## Given exercise A
In the records, take the stretch from the line containing "phrase -- grinder base" through the end of the records and rename "grinder" to "mill". Return only those lines, with nothing else changed.

## Passage provided

* * *

Studio album by Quasi
- Released: September 9, 2003
- Recorded: Nugget Brain, Portland, OR; The Devil's Workshop, Portland, OR
- Genre: Indie rock, lo-fi, indie pop
- Length: 44:08
- Label: Touch & Go Domino Recording Company (Europe)
- Producer: Quasi

Quasi chronology
| The Sword of God (2001) | Hot Shit (2003) | When the Going Gets Dark (2006) |

= Hot Shit! =

Hot Shit is the fifth studio album by indie rock band Quasi. It was released in 2003 on Touch and Go Records. Early copies as well as the European edition released by Domino Recording Company include a bonus CD entitled Live Shit.

* * *

## Available records

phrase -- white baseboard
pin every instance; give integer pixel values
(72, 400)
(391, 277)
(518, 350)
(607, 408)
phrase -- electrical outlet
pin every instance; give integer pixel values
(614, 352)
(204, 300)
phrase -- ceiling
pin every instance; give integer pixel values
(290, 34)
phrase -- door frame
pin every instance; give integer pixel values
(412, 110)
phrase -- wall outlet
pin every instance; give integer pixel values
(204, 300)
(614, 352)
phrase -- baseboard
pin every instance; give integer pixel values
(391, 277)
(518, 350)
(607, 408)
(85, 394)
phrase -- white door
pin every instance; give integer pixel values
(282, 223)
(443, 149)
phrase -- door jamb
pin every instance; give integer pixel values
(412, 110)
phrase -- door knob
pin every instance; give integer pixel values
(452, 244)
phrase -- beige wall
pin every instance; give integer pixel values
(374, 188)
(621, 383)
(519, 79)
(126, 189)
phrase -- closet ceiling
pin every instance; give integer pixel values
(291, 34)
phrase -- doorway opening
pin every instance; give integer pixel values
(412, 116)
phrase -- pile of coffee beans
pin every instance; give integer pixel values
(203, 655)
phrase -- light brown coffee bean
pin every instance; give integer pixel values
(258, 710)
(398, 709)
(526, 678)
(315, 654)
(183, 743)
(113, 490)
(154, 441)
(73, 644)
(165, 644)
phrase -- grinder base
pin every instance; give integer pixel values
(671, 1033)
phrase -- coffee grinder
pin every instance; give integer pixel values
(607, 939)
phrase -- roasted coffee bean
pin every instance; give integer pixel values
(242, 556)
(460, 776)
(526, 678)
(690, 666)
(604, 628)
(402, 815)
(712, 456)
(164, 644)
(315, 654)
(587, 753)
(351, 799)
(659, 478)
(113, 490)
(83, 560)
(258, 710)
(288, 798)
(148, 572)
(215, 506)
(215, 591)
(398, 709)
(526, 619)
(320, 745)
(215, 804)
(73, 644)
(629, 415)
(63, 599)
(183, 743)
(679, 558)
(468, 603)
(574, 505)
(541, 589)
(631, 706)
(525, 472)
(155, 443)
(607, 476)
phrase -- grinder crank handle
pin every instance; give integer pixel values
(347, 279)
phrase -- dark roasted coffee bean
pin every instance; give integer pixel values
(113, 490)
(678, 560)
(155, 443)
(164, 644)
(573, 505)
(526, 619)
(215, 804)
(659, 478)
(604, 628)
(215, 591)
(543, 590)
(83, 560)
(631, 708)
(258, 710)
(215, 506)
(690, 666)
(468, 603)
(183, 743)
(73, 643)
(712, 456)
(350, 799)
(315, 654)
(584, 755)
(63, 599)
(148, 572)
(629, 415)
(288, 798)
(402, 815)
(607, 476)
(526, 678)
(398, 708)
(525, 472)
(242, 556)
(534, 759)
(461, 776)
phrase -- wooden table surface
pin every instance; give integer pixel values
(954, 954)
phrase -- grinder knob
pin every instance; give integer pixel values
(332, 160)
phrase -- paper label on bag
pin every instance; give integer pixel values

* * *

## Given exercise B
Reproduce the stretch of the album entry from "Studio album by Quasi" through "Recording Company (Europe)" word for word.

## Worked answer A
phrase -- mill base
pin every instance; give integer pixel values
(671, 1033)
phrase -- coffee mill
pin every instance; give integer pixel values
(607, 939)
phrase -- roasted coffee bean
pin every instance; give integer pixel values
(242, 556)
(460, 776)
(526, 678)
(690, 666)
(604, 628)
(402, 815)
(712, 456)
(164, 644)
(315, 654)
(587, 753)
(351, 799)
(659, 478)
(113, 490)
(83, 560)
(258, 710)
(288, 798)
(148, 572)
(215, 506)
(215, 591)
(398, 709)
(526, 619)
(320, 745)
(215, 804)
(73, 644)
(629, 415)
(63, 599)
(183, 743)
(679, 558)
(468, 603)
(574, 505)
(541, 589)
(631, 706)
(525, 472)
(155, 443)
(607, 476)
phrase -- mill crank handle
pin every instance; give integer pixel values
(347, 279)
phrase -- dark roasted coffee bean
pin every instance; give integer pixel values
(113, 490)
(678, 560)
(155, 443)
(164, 644)
(573, 505)
(526, 619)
(215, 804)
(659, 478)
(604, 628)
(215, 591)
(543, 590)
(83, 560)
(631, 708)
(258, 710)
(215, 506)
(690, 666)
(468, 603)
(183, 743)
(73, 643)
(712, 456)
(350, 799)
(315, 654)
(584, 755)
(63, 599)
(148, 572)
(629, 415)
(288, 798)
(402, 815)
(607, 476)
(526, 678)
(398, 708)
(525, 472)
(242, 556)
(534, 759)
(461, 776)
phrase -- wooden table surface
pin every instance; give integer pixel values
(954, 954)
phrase -- mill knob
pin every instance; give integer pixel values
(332, 160)
phrase -- paper label on bag
pin every instance; give integer pixel values

## Worked answer B
Studio album by Quasi
- Released: September 9, 2003
- Recorded: Nugget Brain, Portland, OR; The Devil's Workshop, Portland, OR
- Genre: Indie rock, lo-fi, indie pop
- Length: 44:08
- Label: Touch & Go Domino Recording Company (Europe)